Published online by Cambridge University Press:  22 April 2021

JOSEPH BOUDOU
Affiliation:
IRIT, Toulouse University, Toulouse, France (e-mail: joseph.boudou@matabio.fr)
MARTÍN DIÉGUEZ
Affiliation:
LERIA, University of Angers, Angers, France (e-mail: martin.dieguezlodeiro@univ-angers.fr)
DAVID FERNÁNDEZ-DUQUE
Affiliation:
Department of Mathematics WE16, Ghent University, Ghent, Belgium (e-mail: David.FernandezDuque@UGent.be)
PHILIP KREMER
Affiliation:
Department of Philosophy, University of Toronto, Toronto, Canada (e-mail: philip.kremer@utoronto.ca)

Task details: Copy the author listing again, starting at the words "MARTÍN DIÉGUEZ" and stopping after "Canada (e-mail: philip.kremer@utoronto.ca)", and swap every "Affiliation" for "Institution".

Source excerpt:
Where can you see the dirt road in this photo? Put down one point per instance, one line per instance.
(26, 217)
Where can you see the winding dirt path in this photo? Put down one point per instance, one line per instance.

Response to the task:
MARTÍN DIÉGUEZ
Institution:
LERIA, University of Angers, Angers, France (e-mail: martin.dieguezlodeiro@univ-angers.fr)
DAVID FERNÁNDEZ-DUQUE
Institution:
Department of Mathematics WE16, Ghent University, Ghent, Belgium (e-mail: David.FernandezDuque@UGent.be)
PHILIP KREMER
Institution:
Department of Philosophy, University of Toronto, Toronto, Canada (e-mail: philip.kremer@utoronto.ca)